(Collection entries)
[START]

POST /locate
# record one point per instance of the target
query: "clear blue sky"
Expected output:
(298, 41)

[END]

- SHORT TASK -
Render every line of the items above as a numbered list, leaving out any blank lines.

- RESULT FOR THIS TASK -
1. POST /locate
2. # record one point per instance of the target
3. query: "clear blue sky"
4. Expected output:
5. (298, 41)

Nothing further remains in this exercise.